• **TASK DETAILS**
Could you give the lines of the data below as a numbered list, starting at the line that contains "the soldier's black" and continuing up to and including the last line, with blank lines left out?

= = = = =

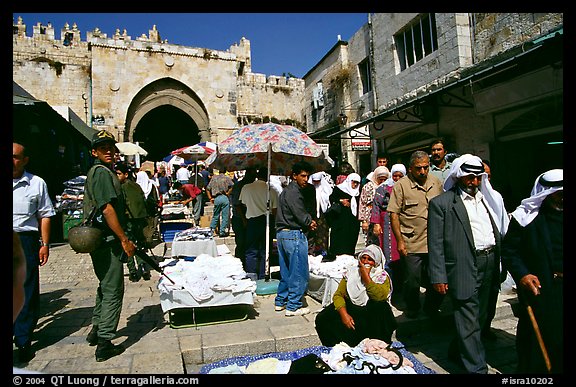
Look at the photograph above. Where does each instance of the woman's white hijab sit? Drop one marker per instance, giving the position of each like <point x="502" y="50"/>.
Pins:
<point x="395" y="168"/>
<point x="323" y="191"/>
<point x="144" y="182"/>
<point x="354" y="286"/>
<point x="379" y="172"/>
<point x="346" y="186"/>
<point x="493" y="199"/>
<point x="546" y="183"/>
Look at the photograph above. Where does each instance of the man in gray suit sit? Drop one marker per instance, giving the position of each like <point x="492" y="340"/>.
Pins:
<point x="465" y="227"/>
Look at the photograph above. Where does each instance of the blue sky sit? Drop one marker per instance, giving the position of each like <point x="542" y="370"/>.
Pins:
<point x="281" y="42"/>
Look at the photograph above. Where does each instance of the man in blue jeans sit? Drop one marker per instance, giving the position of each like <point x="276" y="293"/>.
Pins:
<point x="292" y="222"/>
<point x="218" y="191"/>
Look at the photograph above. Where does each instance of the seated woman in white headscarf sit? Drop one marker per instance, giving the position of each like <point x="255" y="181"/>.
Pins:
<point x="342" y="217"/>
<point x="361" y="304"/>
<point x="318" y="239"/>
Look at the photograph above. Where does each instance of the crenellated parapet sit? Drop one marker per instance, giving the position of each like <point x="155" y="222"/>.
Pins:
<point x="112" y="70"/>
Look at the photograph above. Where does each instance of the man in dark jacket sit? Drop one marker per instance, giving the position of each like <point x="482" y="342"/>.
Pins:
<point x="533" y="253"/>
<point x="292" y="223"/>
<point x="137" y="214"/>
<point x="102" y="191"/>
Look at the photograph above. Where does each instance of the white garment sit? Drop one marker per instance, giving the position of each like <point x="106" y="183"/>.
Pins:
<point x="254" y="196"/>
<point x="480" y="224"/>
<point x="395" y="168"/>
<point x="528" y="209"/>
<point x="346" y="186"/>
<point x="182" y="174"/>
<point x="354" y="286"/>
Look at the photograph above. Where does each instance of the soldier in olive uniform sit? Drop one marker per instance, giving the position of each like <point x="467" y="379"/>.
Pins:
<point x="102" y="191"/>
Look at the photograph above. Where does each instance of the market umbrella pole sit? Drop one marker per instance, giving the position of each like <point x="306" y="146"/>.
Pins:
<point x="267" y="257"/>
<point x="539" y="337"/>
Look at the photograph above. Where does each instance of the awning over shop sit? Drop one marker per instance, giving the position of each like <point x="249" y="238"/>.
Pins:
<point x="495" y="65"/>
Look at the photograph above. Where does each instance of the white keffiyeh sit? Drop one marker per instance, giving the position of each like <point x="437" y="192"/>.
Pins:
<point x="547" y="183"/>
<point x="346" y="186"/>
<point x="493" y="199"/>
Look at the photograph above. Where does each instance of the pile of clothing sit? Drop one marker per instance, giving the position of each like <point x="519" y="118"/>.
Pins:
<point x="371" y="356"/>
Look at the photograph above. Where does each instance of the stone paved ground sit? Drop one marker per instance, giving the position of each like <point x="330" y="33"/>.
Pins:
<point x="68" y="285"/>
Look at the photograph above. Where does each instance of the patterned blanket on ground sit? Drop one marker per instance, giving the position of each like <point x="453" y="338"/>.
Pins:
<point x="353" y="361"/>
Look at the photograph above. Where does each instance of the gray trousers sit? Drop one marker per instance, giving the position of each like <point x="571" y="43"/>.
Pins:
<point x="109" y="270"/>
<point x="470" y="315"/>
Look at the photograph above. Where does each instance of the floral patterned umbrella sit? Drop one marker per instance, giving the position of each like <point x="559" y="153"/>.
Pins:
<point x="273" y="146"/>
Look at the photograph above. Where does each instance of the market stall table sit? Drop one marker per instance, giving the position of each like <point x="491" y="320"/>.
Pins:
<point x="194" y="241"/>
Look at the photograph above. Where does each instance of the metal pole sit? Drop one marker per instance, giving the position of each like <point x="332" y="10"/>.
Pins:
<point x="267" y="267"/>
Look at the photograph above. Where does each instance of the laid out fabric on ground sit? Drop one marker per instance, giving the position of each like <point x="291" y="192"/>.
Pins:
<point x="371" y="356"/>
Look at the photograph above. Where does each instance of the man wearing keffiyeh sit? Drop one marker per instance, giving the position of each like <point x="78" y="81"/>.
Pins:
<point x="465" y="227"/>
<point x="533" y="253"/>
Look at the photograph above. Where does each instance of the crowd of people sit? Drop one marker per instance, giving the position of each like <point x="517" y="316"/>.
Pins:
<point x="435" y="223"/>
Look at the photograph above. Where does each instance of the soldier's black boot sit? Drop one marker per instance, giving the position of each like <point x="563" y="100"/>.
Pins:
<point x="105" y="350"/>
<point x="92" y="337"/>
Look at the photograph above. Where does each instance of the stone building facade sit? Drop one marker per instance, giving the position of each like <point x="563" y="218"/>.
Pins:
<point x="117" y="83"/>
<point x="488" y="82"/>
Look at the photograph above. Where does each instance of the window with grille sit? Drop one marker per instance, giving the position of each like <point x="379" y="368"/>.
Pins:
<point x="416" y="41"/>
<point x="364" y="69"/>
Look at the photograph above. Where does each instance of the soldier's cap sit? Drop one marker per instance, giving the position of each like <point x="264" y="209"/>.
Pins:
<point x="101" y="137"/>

= = = = =

• **PROBLEM SOLUTION**
1. Look at the photograph above. Where does each instance of the soldier's black boot sit? Drop one marker per instance, giving the position of each like <point x="563" y="100"/>.
2. Pins:
3. <point x="105" y="350"/>
4. <point x="92" y="337"/>
5. Look at the photograph above. Where does each instance of the stone building facade sit? Drop one marker per instance, giving the position of each like <point x="563" y="218"/>.
6. Pins:
7. <point x="117" y="83"/>
8. <point x="488" y="82"/>
9. Look at the photograph above. Where does each instance of the window with grille sit? Drop one marker per instance, giving the position of each like <point x="379" y="368"/>.
10. Pins:
11. <point x="416" y="41"/>
12. <point x="364" y="69"/>
13. Look at the photograph above. Where does each instance of the soldier's cap sit? Drop one marker per instance, giving the position of each like <point x="264" y="209"/>.
14. Pins:
15. <point x="101" y="137"/>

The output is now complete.